Activity: Below is a listing; reproduce each line of it exactly.
□ □ □
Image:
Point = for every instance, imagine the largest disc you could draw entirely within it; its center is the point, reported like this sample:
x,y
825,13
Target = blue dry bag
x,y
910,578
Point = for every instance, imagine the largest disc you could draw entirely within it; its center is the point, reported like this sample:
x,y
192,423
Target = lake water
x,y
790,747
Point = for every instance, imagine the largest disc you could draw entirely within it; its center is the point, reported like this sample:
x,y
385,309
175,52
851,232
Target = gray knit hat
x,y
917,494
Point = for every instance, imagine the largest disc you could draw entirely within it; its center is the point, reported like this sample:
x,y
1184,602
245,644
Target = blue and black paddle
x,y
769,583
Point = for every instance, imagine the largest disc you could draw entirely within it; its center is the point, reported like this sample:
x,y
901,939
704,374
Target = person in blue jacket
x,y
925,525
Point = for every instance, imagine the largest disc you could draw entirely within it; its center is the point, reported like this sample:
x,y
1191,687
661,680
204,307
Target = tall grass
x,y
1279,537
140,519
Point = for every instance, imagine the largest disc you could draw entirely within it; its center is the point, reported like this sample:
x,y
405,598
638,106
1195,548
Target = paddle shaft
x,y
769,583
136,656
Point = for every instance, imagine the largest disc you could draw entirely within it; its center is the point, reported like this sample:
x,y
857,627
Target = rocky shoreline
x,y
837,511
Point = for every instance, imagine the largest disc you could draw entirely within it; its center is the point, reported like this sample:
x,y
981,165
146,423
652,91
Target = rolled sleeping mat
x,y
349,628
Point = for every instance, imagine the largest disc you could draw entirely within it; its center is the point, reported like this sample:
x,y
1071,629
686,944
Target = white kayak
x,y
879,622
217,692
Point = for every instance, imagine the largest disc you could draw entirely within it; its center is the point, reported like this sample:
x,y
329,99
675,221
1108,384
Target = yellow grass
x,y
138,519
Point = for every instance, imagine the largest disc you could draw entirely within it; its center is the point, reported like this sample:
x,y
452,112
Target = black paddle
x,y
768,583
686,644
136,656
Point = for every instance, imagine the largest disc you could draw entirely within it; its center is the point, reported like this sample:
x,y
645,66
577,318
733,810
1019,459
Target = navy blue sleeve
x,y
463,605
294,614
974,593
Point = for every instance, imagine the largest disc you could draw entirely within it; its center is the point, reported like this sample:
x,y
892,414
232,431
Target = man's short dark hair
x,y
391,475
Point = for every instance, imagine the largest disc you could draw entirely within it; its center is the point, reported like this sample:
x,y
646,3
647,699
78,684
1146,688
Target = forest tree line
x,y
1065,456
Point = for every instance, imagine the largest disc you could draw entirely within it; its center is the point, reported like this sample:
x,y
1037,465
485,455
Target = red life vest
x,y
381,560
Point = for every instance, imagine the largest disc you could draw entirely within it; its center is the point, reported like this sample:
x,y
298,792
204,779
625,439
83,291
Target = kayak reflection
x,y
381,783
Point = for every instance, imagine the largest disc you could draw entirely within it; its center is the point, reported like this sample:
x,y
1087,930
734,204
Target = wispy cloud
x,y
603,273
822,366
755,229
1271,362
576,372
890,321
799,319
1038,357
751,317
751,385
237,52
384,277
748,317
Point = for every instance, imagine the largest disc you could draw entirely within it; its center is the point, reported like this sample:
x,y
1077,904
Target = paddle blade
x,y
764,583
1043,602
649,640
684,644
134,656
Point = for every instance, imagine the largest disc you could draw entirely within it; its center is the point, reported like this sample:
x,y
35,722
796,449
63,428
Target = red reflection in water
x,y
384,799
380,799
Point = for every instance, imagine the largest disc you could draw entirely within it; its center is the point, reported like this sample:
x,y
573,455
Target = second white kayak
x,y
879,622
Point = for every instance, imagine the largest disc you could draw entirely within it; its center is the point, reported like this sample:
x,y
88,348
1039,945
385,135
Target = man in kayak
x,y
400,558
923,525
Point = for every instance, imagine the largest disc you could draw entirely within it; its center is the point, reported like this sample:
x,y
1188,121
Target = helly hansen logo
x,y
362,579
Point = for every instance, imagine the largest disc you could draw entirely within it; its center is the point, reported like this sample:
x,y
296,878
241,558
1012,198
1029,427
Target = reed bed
□ □ □
Response to the task:
Image:
Point = for every instance, imagine the largest disc you could draw entirely within it; its center is the point, reported like this sample:
x,y
825,13
Target = blue dry bag
x,y
910,578
Point = for every instance, imagine the largest disc you could draw entirely within it; its center is the point, reported like this sample:
x,y
192,423
Target = lake water
x,y
790,747
Point = for every instance, imagine the largest disc you could draw entirely within it; its center is the point, reported like this sample:
x,y
385,309
175,52
851,232
Target = gray knit hat
x,y
917,494
Point = for every instance, imagine the largest disc you could draw entirely within it; its center is the point, reported like this sample:
x,y
1184,602
245,644
Target = blue and black paddle
x,y
769,583
Point = for every instance, imagine the largest disc you could draw entirely within it; its center is the point, reported like this sample:
x,y
901,939
704,374
Target = person in blue jacket
x,y
925,525
Point = for every instance, imagine the largest disc you could draw entirely within it; its center is the point, reported like this sample:
x,y
1191,687
661,680
204,307
Target = tall grass
x,y
1279,537
140,519
Point = for every instance, imagine the largest disc you could draw entirely within it; its center is the point, reported like this sample:
x,y
405,598
638,106
1195,548
Target = paddle shaft
x,y
769,583
136,656
Point = for every instance, imagine the largest disc you could draw entirely within it; its center is the point, reported like this sample:
x,y
857,627
Target = rocky shoreline
x,y
837,511
Point = for every instance, imagine the largest disc you could draw entirely within it; its center is the point, reported like this sample:
x,y
981,165
146,423
652,91
Target = rolled sleeping mat
x,y
349,628
Point = for every instance, imagine the largest disc you could draw entirely within it; its center is the point, reported like this sample:
x,y
1071,629
686,944
Target = white kayak
x,y
879,622
217,692
Point = for every instance, imagine the largest disc you could draw entirely within it; its center is the point, reported like this sample:
x,y
329,99
675,221
1108,384
Target = yellow grass
x,y
138,519
Point = for every instance, imagine the largest disc you could draw entirely within it; its center is the point, reported like this sample:
x,y
452,112
Target = black paddle
x,y
768,583
686,644
136,656
Point = for every instance, imagine the largest disc you could draw entirely within it; its center is the point, reported like this sample:
x,y
645,66
577,318
733,810
1019,459
Target = navy blue sleeve
x,y
463,605
294,614
974,593
Point = for every instance, imagine the largest disc you could draw entirely within it; its center is the point, reported like this sample:
x,y
892,414
232,431
Target = man's short dark hair
x,y
391,475
Point = for every instance, imagine the largest disc you could draw entirely within it; its center is the point, reported like this sample:
x,y
646,3
647,699
78,684
1146,688
Target = forest tree line
x,y
1065,456
Point = for every instance, imagine the largest disc you could draw entirely within it; its center is the point, reported like this sample:
x,y
1037,465
485,455
Target = red life vest
x,y
381,560
Point = for every instance, imagine the largest disc you could draw entirely within it; its center is the point, reported like this sample:
x,y
298,792
204,779
625,439
83,291
Target = kayak reflection
x,y
381,783
Point = for every instance, imagine the largest disc you could draw entirely within it; its center is the point, reported like this sample:
x,y
1087,930
734,204
Target = wispy cloud
x,y
603,273
822,366
755,229
1271,362
576,372
890,321
799,319
1038,357
751,317
751,385
237,52
384,277
748,317
Point = for every instance, imagine the largest disc you could draw entirely within it; its center is the point, reported like this sample:
x,y
1077,904
Target = paddle blade
x,y
764,583
1043,602
649,640
684,644
134,656
Point = for every instance, imagine the largest disc you could draw entirely within it; its center is the point, reported like this sample:
x,y
35,722
796,449
63,428
Target = red reflection in water
x,y
384,799
380,799
Point = for every instance, imagine the largest disc you could draw entirely within it; its center is the point, reported like this sample:
x,y
573,455
Target = second white kayak
x,y
879,622
Point = for every instance, imagine the largest disc you could draw entirely within it; its center is the point, reported like this sample:
x,y
88,348
1039,945
385,135
Target = man in kayak
x,y
400,558
923,525
Point = for every instance, imagine the largest disc you could draw entirely within it; its center is the point, reported like this sample:
x,y
1188,121
Target = helly hansen logo
x,y
362,579
Point = for every instance, imagine the largest disc you could draw entirely within it; its center is the point, reported like this sample:
x,y
296,878
241,558
1012,198
1029,427
Target = reed bed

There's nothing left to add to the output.